— Ejercicio 1 —
Cambia "alambique" por "destilador" y transcribe el fragmento sobre el soneto de la nariz de "Miremos. Para gozar" a "época de Jesús.".
— Ejercicio 2 —
Retoma el fragmento sobre el soneto de la nariz y sigue escribiéndolo justo después de su última oración.

— Fragmento del documento —
□ □ □

Érase un hombre a una nariz pegado,
érase una nariz superlativa,
érase una nariz sayón y escriba,
érase un pez espada muy barbado.

Érase un reloj de sol mal encarado,
érase un alquitara pensativa,
érase un elefante boca arriba,
era Ovidio Nasón mas narizado.

Érase un espolón de una galera,
érase una pirámide de Egipto,
las doce tribus de narices era.

Érase un naricísimo infinito,
muchísima nariz, nariz tan fiera,
que en la cara de Anás fuera delito.

Entonces, lo que sugerimos es salir de la dicotomía ‘imágenes o palabras’. Pensamos que lo que puede ocurrir en el fondo de quienes se encuentran anclados en esa disyuntiva, es que para una civilización acostumbrada a la pasividad del espíritu, por el indigesto y continuo bombardeo de imágenes, el manejo de la palabra es más difícil.

Miremos. Para gozar bien del anterior soneto, es preciso saber qué es un sayón (verdugo), qué es un escriba (intérprete o doctor de la ley), qué es una alquitara (alambique, aparato para destilar -no lo sabíamos, tuvimos que buscarlo-), que Publio Ovidio Nasón era un poeta romano (igual, tuvimos que investigar para saber que éste era el nombre completo de Ovidio, que en muchos lugares es representado como siendo narizón), qué es un espolón (prolongación de la proa de un buque de guerra por debajo del nivel de flotación) y que el de infame memoria Anás era el presidente del Sanedrín en la época de Jesús.

□ □ □

— Datos proporcionados —
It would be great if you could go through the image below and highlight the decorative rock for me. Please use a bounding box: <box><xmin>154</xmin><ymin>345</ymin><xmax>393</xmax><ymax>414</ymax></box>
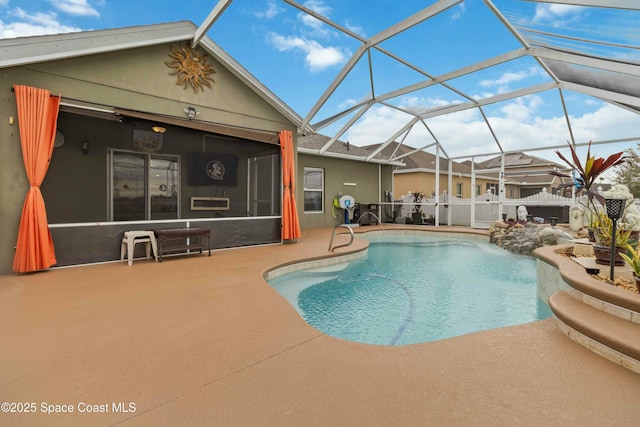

□ □ □

— Respuesta 1 —
Miremos. Para gozar bien del anterior soneto, es preciso saber qué es un sayón (verdugo), qué es un escriba (intérprete o doctor de la ley), qué es una alquitara (destilador, aparato para destilar -no lo sabíamos, tuvimos que buscarlo-), que Publio Ovidio Nasón era un poeta romano (igual, tuvimos que investigar para saber que éste era el nombre completo de Ovidio, que en muchos lugares es representado como siendo narizón), qué es un espolón (prolongación de la proa de un buque de guerra por debajo del nivel de flotación) y que el de infame memoria Anás era el presidente del Sanedrín en la época de Jesús.

— Respuesta 2 —
Pero para una civilización perezosa formada en el culto animal de la imagen, recurrir al diccionario es casi una especie de tortura; investigar un asunto es como obligar a alguien a subir el Everest; y la observación detallada que conduce a la conceptualización es como aguantar hambre por varios días. De esta manera las personas de la civilización de la mera imagen se privan de los altos placeres que da la cultura. Sus placeres son meramente sensibles, y con ello poco espirituales, y son efímeros, duran lo que duran la sensación.

Entretanto, es el empleo de la palabra -mejor decir del pensamiento- apoyado en las imágenes y en las vivencias sensibles, el que constituye el uso completo de las capacidades naturales del ser humano. Y el hombre es feliz cuando es feliz en su realización en todo no en una pequeña parte. Por esto lo que vale son mil palabras, y mil imágenes, y mil palabras que expresan mil imágenes, y mil imágenes que florecen en palabras.